<<<<

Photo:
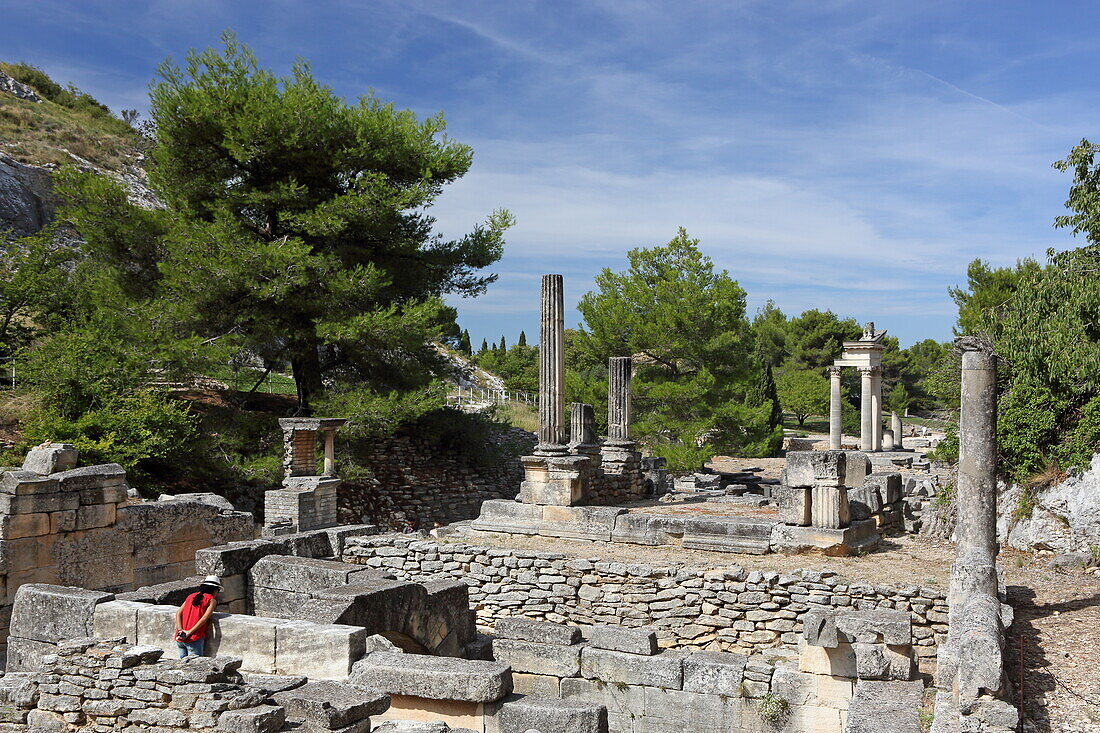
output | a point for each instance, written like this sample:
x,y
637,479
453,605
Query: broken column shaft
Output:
x,y
618,398
551,369
835,427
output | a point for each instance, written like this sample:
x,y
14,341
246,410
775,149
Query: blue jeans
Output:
x,y
190,648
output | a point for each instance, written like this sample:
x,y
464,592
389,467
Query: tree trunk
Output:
x,y
306,367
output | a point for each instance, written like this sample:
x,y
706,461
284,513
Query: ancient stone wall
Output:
x,y
425,483
77,527
727,609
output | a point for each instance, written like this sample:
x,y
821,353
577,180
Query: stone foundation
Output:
x,y
727,609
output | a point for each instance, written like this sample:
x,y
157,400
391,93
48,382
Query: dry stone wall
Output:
x,y
94,685
417,480
729,609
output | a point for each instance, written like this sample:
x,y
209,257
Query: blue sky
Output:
x,y
843,155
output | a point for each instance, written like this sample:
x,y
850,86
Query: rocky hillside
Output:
x,y
44,128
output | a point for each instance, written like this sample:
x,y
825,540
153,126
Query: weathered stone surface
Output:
x,y
878,706
26,195
22,483
614,667
217,501
620,638
875,625
864,503
90,477
250,638
889,485
538,658
510,516
714,673
436,678
318,651
330,704
52,613
26,654
51,458
540,632
552,717
261,719
818,627
829,507
234,558
815,468
117,620
794,505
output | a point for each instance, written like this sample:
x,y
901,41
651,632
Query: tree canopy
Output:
x,y
695,371
296,223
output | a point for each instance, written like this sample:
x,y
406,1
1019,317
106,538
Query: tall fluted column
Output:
x,y
551,369
835,424
618,398
977,479
866,427
877,407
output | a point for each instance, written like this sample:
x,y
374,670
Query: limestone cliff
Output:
x,y
1065,518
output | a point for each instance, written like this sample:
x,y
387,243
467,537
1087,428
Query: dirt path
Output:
x,y
1057,627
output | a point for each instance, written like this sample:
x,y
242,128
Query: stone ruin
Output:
x,y
347,628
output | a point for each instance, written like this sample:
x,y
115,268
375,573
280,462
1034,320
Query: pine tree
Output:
x,y
296,222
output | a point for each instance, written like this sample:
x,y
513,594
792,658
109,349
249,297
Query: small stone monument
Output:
x,y
308,499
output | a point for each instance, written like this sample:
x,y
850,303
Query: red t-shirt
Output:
x,y
193,613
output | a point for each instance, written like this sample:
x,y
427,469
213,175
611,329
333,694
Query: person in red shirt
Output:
x,y
193,616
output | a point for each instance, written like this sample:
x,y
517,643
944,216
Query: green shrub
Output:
x,y
683,458
948,448
145,433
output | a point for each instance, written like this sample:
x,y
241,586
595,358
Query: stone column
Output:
x,y
895,426
618,400
551,369
582,429
330,452
835,428
866,425
877,407
977,474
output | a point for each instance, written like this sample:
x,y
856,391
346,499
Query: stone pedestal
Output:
x,y
835,428
306,501
794,505
866,409
829,507
553,480
301,504
582,434
897,428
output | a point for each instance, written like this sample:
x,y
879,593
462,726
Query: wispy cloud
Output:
x,y
834,154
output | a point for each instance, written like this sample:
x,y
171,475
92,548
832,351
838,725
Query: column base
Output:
x,y
553,480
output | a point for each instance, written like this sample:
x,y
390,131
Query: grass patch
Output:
x,y
519,415
243,380
814,424
39,133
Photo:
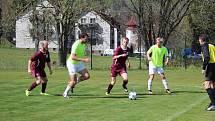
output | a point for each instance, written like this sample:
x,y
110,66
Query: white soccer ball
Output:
x,y
132,95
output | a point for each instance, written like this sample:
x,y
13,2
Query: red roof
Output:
x,y
131,23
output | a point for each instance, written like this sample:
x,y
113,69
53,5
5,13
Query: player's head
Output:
x,y
159,41
44,44
83,38
124,41
202,39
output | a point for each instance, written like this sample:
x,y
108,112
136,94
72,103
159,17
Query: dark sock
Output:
x,y
110,86
211,95
33,85
124,84
43,87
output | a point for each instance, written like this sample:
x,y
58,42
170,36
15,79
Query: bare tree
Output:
x,y
66,15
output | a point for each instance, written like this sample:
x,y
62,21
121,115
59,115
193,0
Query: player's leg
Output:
x,y
85,75
165,83
151,77
163,79
209,86
152,71
72,69
37,81
70,85
125,81
111,84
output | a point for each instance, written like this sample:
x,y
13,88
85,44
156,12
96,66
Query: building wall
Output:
x,y
105,30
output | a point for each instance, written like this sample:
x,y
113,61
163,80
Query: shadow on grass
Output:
x,y
117,96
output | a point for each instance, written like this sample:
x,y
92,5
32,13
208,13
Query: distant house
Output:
x,y
103,31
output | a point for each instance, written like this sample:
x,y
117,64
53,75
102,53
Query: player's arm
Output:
x,y
148,54
166,60
74,57
166,57
205,51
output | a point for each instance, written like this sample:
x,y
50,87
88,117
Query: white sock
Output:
x,y
149,84
165,84
67,89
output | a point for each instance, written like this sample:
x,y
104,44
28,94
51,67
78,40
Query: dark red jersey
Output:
x,y
39,60
120,62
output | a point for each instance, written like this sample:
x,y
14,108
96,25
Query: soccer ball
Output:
x,y
132,95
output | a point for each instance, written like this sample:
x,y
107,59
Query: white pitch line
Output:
x,y
170,118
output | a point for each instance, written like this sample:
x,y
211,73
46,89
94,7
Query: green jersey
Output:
x,y
158,55
78,49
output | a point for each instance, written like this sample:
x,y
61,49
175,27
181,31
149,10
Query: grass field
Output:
x,y
89,102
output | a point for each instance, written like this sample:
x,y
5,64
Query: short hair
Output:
x,y
83,35
203,37
42,43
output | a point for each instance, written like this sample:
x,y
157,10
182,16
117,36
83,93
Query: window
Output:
x,y
92,20
83,20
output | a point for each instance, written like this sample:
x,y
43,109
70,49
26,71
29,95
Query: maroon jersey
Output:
x,y
120,62
39,60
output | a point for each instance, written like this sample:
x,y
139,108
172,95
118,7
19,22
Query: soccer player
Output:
x,y
75,64
156,55
36,66
119,65
208,69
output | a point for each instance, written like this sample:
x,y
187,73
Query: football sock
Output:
x,y
149,84
33,85
44,87
67,89
211,96
165,84
125,82
110,86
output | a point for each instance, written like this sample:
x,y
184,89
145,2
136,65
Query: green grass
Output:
x,y
89,103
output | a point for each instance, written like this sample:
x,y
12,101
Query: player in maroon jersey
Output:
x,y
36,66
119,65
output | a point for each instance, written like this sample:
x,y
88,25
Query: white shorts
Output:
x,y
74,68
154,70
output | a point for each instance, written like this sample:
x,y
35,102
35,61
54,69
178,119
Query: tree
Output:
x,y
66,15
158,17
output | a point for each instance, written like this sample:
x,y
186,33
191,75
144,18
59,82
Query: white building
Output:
x,y
105,34
24,27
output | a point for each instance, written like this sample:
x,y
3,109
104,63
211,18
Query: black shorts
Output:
x,y
210,72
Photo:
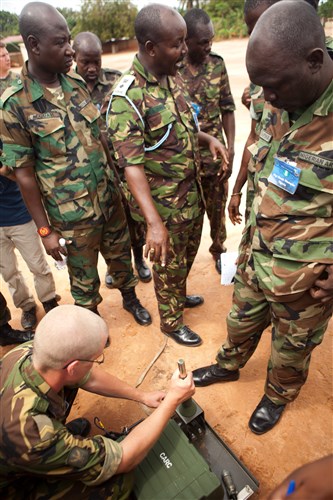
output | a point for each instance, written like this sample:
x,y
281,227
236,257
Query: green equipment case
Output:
x,y
174,469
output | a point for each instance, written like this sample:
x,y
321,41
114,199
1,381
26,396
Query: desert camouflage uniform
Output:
x,y
171,171
210,92
8,81
286,246
106,80
58,135
39,457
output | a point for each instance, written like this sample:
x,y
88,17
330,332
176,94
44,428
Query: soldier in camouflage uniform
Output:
x,y
7,77
155,140
285,271
52,139
253,98
88,57
40,456
206,79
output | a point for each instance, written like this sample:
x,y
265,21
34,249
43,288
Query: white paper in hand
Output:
x,y
228,267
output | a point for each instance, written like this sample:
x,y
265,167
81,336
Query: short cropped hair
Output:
x,y
194,17
286,24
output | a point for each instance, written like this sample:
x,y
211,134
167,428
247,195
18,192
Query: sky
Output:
x,y
15,6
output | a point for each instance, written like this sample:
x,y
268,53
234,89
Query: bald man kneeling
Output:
x,y
39,454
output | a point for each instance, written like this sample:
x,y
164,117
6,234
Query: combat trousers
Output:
x,y
170,281
298,327
136,229
24,237
111,239
215,194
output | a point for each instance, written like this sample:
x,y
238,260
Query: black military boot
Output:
x,y
132,304
9,335
144,272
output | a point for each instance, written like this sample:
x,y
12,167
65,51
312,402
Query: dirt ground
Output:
x,y
305,431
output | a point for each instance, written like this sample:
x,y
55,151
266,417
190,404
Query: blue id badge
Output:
x,y
285,175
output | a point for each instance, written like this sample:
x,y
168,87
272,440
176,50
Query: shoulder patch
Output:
x,y
123,85
73,74
316,159
13,89
45,426
78,457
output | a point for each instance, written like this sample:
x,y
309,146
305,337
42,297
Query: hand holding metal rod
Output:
x,y
182,369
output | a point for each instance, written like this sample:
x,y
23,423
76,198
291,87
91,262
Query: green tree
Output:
x,y
8,24
107,18
227,17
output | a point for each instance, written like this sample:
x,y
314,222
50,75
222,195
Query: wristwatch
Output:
x,y
44,231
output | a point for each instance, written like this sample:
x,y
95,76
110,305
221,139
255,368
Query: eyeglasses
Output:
x,y
99,361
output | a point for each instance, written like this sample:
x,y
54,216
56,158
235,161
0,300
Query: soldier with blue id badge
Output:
x,y
284,277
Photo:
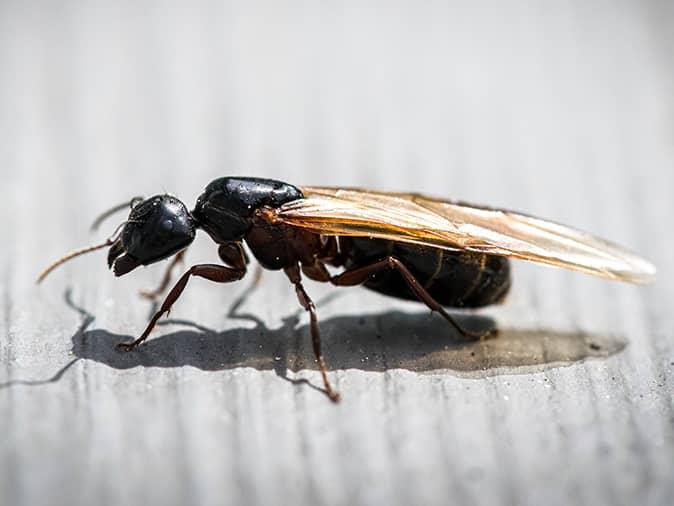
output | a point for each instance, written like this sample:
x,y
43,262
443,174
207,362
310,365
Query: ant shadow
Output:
x,y
419,342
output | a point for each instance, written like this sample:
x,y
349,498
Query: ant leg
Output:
x,y
359,275
154,294
295,277
217,273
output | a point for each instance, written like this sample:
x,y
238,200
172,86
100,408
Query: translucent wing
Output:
x,y
418,219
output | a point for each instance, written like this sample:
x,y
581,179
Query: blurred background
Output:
x,y
560,109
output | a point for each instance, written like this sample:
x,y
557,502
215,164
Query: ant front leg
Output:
x,y
166,280
216,273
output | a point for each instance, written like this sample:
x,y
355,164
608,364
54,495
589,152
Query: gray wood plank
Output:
x,y
564,111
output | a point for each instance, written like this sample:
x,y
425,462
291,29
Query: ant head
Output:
x,y
157,228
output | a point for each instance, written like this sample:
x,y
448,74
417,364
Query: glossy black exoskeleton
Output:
x,y
234,210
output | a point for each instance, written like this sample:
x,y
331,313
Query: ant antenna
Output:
x,y
97,222
78,252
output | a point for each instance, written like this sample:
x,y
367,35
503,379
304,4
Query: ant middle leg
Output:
x,y
359,275
295,277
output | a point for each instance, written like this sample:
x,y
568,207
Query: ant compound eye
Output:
x,y
167,225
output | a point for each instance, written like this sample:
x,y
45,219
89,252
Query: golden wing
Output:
x,y
455,226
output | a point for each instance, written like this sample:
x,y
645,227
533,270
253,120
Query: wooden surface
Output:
x,y
563,110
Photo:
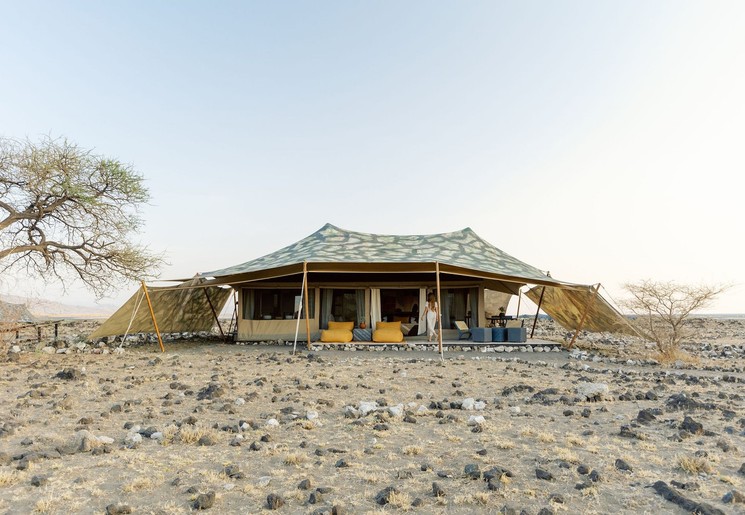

>>>>

DIRECTIONS:
Pick out every line in the items above that contains the string "green". Case matters.

OUTPUT OF THE EXERCISE:
Query: green shrub
Query: green jersey
Query: green grass
Query: green equipment case
Query: green tree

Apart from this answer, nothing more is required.